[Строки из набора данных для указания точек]

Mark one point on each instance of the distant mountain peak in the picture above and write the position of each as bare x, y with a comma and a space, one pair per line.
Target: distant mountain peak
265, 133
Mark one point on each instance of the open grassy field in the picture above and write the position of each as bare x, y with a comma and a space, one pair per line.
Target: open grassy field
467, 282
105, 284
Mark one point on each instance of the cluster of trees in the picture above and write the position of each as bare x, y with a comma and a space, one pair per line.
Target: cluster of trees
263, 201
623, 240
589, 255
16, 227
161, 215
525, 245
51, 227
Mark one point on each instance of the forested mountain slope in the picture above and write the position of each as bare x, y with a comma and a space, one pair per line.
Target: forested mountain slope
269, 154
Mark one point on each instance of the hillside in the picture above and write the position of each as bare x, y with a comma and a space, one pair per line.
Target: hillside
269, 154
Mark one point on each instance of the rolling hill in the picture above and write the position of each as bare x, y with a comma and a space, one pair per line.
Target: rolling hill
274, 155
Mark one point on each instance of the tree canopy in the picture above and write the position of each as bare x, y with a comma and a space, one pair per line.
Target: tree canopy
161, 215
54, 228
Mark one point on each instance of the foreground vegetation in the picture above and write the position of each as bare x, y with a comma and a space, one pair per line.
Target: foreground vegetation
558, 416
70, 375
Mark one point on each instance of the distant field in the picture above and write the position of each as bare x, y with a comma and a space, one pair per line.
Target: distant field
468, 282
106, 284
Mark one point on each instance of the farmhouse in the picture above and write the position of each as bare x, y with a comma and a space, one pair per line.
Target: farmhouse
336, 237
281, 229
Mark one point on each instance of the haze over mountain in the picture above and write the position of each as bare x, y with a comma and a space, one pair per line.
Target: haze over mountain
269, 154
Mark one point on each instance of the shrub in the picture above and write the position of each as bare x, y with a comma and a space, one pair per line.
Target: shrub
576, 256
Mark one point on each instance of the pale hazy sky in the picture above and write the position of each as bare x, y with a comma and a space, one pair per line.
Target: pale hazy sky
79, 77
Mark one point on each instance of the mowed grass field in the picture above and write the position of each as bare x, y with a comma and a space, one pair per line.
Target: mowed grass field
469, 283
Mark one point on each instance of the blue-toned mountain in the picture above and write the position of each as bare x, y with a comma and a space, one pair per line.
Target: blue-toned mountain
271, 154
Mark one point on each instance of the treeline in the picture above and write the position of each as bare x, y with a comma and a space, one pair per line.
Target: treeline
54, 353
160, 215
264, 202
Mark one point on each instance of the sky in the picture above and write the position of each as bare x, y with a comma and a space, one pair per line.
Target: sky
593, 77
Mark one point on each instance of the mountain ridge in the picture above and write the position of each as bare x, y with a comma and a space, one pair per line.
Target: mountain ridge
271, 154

--

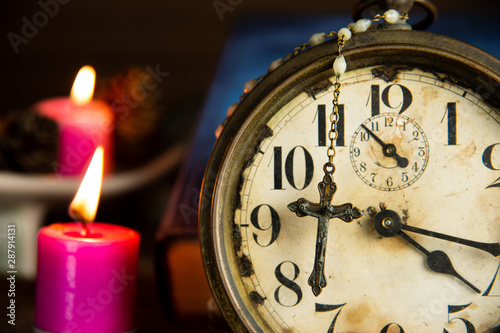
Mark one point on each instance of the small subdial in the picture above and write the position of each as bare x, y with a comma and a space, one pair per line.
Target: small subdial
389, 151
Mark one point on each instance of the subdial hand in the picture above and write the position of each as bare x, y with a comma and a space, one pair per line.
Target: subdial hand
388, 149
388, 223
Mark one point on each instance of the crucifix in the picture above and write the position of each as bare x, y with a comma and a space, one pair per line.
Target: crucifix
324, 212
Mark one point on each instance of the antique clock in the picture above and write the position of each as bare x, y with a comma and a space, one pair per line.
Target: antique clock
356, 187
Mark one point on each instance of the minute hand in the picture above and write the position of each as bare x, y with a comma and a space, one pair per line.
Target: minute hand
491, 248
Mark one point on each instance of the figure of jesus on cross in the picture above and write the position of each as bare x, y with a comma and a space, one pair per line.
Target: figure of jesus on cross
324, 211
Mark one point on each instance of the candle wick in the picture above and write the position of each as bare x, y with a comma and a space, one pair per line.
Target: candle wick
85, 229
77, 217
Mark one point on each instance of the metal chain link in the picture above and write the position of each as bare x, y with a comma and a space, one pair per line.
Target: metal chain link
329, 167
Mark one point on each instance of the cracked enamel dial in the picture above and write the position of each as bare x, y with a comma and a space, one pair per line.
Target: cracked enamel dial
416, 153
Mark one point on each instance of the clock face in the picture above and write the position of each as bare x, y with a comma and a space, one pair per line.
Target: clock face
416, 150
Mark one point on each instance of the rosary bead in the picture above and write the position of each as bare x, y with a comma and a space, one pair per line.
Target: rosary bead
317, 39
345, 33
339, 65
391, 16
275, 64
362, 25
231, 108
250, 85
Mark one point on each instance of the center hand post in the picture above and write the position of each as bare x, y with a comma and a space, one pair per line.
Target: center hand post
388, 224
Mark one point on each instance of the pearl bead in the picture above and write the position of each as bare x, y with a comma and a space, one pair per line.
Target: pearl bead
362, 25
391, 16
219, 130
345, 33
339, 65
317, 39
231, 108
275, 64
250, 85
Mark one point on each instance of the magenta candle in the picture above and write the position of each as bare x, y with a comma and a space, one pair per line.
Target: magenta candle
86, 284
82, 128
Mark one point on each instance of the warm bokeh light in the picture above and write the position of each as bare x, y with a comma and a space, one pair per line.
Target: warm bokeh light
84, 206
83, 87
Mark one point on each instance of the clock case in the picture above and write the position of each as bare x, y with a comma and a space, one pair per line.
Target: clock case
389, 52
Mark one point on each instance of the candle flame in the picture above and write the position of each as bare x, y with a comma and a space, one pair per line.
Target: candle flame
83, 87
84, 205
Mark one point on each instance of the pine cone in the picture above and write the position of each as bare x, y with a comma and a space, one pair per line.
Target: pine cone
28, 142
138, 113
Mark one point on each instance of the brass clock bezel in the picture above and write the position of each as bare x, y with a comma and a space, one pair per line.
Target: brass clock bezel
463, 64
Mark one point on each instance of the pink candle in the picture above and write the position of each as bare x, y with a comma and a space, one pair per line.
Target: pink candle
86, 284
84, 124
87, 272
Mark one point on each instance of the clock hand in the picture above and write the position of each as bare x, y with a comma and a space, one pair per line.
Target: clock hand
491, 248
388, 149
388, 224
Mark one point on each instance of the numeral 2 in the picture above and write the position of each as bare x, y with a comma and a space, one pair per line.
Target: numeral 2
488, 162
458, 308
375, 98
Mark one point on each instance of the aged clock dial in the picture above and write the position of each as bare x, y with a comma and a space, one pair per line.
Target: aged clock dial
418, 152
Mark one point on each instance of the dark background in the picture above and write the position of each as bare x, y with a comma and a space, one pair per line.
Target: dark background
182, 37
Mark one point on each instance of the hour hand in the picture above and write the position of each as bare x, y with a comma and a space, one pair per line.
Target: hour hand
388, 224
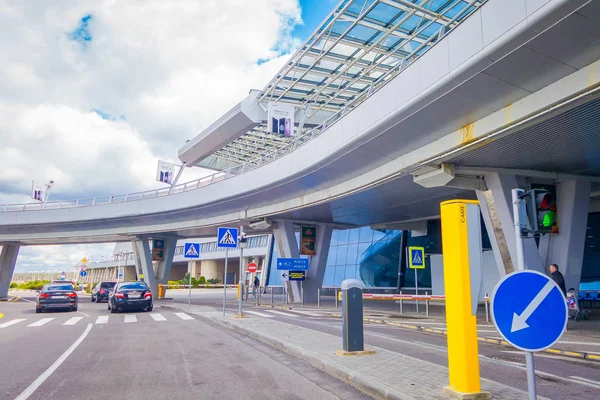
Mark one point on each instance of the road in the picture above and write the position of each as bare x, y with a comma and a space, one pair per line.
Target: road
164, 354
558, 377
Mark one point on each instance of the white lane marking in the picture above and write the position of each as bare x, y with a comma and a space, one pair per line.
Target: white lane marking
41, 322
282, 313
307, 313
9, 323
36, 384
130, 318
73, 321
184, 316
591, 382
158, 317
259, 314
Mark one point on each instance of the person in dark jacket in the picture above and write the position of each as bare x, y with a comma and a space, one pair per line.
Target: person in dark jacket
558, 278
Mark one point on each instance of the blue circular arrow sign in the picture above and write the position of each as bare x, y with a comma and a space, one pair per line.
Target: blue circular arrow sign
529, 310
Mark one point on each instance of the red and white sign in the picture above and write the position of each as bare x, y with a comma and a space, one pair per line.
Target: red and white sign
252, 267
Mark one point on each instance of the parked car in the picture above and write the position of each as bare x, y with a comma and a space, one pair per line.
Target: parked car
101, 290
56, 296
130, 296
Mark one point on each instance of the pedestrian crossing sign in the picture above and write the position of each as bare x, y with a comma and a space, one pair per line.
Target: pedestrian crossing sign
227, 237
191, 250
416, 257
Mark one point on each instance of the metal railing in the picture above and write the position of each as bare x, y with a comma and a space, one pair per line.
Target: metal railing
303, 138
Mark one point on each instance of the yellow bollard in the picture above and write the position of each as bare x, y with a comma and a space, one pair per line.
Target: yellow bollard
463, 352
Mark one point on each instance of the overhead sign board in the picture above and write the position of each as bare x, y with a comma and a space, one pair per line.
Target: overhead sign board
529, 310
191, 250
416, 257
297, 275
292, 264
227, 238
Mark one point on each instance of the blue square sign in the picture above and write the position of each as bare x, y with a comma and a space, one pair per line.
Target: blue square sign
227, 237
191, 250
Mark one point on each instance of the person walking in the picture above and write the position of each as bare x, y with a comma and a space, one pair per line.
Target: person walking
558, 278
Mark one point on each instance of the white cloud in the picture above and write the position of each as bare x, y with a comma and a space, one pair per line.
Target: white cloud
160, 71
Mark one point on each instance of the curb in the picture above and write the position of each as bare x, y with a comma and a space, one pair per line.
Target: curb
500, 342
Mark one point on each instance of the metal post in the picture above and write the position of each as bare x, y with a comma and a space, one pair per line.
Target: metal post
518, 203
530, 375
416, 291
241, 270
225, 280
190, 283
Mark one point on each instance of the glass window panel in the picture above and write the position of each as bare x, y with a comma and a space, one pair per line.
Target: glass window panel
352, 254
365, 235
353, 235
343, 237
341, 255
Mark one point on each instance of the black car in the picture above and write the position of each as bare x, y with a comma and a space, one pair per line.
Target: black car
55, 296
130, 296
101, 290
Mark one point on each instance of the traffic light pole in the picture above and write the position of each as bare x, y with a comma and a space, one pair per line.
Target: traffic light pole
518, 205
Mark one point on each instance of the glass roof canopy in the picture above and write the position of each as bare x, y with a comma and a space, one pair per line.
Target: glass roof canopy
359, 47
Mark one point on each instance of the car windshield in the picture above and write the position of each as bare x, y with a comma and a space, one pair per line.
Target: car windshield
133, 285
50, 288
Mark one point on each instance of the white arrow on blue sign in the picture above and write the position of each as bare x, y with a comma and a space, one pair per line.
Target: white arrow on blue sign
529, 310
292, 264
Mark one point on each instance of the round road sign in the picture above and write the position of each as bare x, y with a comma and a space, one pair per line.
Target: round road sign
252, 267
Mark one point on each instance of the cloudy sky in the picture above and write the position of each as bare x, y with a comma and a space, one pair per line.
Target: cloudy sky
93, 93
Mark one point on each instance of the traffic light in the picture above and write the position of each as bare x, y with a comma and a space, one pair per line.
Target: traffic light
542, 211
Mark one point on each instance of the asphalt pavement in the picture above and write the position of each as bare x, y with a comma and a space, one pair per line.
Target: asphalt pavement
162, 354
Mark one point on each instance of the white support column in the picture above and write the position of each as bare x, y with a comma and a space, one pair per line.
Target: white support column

### [Задача]
Укажите, сколько строк записей содержат строку «glass» с учетом регистра. В ответе должно быть только число.

### [Письменный ответ]
4